My selection primarily covers ML-oriented research. It's only concerned with papers (arXiv, conferences etc.), not LessWrong or Alignment Forum posts. As such, it should be a nice addition for people primarily following the forum, who might otherwise miss outside research.

This is my most recent selection, covering July 2024.

tl;dr

Paper of the month:

AI safety benchmarks are often correlated with progress in LLM capabilities, so these will be solved “by default”, which opens the door to safetywashing.

Research highlights:

⭐Paper of the month⭐

Safetywashing: Do AI Safety Benchmarks Actually Measure Safety Progress?

Read the paper [CAIS, Berkeley, Stanford, Keio]

Some safety properties correlate strongly with model capabilities. If AI safety correlates with capabilities, it becomes vulnerable to safetywashing.

Historically, problems and research directions in AI safety were often identified by high-level philosophical arguments, especially in the context of transformative AI systems. The main goal of these arguments is to figure out which problems arise as models become more capable and which of these problems won’t be solved by regular capability improvements. Our paper of the month argues that this is not sufficient.

◇ ◇ ◇ ◇ ◇ ◇ ◇

- [Tasks to perform]
A - For each statement about the digest, marked (i), (ii), and (iii), state yes or no according to whether it agrees with the digest, and quote the words of the digest that decide it.
(i) The selection includes posts from the Alignment Forum.
(ii) The selection described covers July 2024.
(iii) The paper of the month holds that high-level philosophical arguments are sufficient for identifying problems in AI safety.
B - Transcribe the portion of the digest between "AI safety benchmarks are" and "is not sufficient.", inclusive.
Rely solely on the digest above for the tasks that follow.

[Dataset records]
◇ ◇ ◇ ◇ ◇ ◇ ◇

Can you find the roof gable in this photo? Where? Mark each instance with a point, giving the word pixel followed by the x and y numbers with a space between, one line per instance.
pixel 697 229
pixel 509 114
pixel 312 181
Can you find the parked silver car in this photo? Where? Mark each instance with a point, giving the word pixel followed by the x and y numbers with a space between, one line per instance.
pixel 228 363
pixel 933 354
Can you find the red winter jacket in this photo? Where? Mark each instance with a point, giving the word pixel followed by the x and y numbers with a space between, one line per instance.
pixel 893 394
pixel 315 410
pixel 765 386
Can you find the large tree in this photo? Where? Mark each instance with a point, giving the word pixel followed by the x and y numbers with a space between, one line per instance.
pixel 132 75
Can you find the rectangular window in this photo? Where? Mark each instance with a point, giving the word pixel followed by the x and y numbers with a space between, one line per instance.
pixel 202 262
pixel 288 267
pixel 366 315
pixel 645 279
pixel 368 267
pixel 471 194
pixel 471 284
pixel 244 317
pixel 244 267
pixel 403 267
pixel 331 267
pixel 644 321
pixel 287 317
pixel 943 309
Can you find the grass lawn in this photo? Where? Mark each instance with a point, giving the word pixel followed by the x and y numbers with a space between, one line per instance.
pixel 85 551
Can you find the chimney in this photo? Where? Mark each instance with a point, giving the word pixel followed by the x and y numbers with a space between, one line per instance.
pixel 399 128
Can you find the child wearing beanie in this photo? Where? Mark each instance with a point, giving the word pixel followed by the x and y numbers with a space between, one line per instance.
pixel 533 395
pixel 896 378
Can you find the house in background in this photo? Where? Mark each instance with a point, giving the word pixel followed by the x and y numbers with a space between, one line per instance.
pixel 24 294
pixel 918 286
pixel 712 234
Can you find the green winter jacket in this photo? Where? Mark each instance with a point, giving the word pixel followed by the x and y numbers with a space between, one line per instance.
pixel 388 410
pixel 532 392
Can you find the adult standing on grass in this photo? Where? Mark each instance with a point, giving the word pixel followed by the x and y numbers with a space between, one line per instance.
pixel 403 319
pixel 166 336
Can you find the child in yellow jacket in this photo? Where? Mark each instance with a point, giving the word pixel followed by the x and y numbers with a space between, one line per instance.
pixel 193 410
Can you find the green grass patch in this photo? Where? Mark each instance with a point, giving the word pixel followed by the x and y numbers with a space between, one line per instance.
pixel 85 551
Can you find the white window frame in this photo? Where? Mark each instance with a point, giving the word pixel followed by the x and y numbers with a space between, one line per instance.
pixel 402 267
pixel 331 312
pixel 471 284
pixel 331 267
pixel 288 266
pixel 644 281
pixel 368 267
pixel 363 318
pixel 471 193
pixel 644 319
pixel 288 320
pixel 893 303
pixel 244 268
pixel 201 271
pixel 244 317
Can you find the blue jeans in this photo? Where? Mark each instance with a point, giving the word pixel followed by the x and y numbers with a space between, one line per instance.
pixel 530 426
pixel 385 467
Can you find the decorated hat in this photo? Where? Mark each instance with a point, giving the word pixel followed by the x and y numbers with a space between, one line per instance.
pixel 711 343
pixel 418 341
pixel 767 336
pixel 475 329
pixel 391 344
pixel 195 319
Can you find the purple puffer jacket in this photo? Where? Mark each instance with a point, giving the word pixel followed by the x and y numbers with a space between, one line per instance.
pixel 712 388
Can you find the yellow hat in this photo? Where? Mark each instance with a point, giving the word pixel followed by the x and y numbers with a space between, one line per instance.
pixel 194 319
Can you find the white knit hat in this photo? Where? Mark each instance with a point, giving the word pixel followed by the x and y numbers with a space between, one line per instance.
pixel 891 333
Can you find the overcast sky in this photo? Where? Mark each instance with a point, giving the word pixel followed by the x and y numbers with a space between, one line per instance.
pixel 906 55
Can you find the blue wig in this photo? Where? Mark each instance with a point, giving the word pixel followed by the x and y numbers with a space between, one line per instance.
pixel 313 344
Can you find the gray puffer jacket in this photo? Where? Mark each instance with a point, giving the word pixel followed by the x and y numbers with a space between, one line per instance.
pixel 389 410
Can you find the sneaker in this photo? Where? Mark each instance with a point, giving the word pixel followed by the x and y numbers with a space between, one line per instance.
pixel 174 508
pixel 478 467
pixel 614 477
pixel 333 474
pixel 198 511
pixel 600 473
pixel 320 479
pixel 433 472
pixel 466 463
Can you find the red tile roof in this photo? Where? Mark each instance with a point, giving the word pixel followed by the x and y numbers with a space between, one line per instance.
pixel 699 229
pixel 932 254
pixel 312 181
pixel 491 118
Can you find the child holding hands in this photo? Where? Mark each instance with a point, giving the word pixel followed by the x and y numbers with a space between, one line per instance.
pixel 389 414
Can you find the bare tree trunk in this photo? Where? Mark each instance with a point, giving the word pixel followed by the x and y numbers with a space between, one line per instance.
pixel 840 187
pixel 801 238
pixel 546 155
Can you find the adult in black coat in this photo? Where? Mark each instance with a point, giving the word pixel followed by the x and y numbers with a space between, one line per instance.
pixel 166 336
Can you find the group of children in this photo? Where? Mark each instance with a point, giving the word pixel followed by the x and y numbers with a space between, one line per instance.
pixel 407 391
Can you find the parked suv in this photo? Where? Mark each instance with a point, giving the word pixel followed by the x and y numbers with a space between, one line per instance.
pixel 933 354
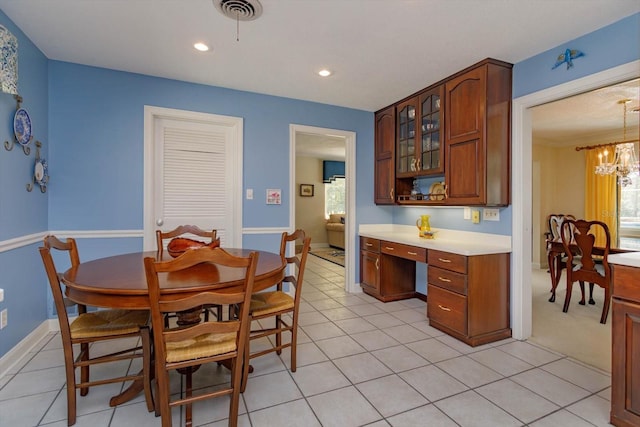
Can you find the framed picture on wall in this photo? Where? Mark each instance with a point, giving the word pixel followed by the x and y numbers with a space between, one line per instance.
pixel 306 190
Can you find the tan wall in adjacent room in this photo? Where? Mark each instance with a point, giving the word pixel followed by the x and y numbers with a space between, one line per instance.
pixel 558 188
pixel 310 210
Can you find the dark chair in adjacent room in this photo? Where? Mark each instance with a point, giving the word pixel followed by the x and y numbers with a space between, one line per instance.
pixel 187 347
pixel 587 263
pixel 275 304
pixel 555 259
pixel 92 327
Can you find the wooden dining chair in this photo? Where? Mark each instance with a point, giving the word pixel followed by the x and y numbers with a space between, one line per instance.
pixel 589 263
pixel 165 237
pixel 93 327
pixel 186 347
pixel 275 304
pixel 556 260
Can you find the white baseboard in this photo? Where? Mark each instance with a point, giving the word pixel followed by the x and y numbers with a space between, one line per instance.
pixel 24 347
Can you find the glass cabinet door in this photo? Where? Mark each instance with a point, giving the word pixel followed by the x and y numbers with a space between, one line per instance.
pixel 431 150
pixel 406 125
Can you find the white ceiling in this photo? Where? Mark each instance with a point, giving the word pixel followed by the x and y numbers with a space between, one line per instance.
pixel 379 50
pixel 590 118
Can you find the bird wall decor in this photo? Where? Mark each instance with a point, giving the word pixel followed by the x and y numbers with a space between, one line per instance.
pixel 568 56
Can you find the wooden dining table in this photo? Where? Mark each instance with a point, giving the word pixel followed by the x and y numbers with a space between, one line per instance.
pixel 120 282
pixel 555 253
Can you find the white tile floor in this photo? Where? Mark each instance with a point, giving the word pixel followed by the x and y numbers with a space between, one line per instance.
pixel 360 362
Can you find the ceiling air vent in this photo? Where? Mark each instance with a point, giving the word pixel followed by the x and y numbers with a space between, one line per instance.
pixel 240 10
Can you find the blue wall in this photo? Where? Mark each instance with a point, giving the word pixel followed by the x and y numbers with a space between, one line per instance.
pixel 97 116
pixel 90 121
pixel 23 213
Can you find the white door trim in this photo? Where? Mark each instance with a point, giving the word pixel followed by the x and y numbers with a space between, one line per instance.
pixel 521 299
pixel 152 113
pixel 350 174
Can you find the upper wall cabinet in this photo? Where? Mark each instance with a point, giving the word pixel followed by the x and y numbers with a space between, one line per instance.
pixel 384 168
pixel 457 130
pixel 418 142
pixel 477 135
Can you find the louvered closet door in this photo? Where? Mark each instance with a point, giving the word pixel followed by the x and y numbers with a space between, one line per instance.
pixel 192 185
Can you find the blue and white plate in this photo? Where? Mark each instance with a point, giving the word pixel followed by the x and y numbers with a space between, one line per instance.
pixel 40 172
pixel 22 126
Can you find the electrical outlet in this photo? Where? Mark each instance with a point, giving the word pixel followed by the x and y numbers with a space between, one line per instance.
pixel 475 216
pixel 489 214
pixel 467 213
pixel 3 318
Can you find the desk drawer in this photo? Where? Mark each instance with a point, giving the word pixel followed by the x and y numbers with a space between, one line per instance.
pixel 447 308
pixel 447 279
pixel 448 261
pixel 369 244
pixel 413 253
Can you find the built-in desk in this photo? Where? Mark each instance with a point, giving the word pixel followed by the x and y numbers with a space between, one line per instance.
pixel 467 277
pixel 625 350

◇ ◇ ◇ ◇ ◇ ◇ ◇

- [Responses in order]
A -
(i) No: "It's only concerned with papers (arXiv, conferences etc.), not LessWrong or Alignment Forum posts."
(ii) Yes: "This is my most recent selection, covering July 2024."
(iii) No: "Our paper of the month argues that this is not sufficient."

B -
AI safety benchmarks are often correlated with progress in LLM capabilities, so these will be solved “by default”, which opens the door to safetywashing.

Research highlights:

⭐Paper of the month⭐

Safetywashing: Do AI Safety Benchmarks Actually Measure Safety Progress?

Read the paper [CAIS, Berkeley, Stanford, Keio]

Some safety properties correlate strongly with model capabilities. If AI safety correlates with capabilities, it becomes vulnerable to safetywashing.

Historically, problems and research directions in AI safety were often identified by high-level philosophical arguments, especially in the context of transformative AI systems. The main goal of these arguments is to figure out which problems arise as models become more capable and which of these problems won’t be solved by regular capability improvements. Our paper of the month argues that this is not sufficient.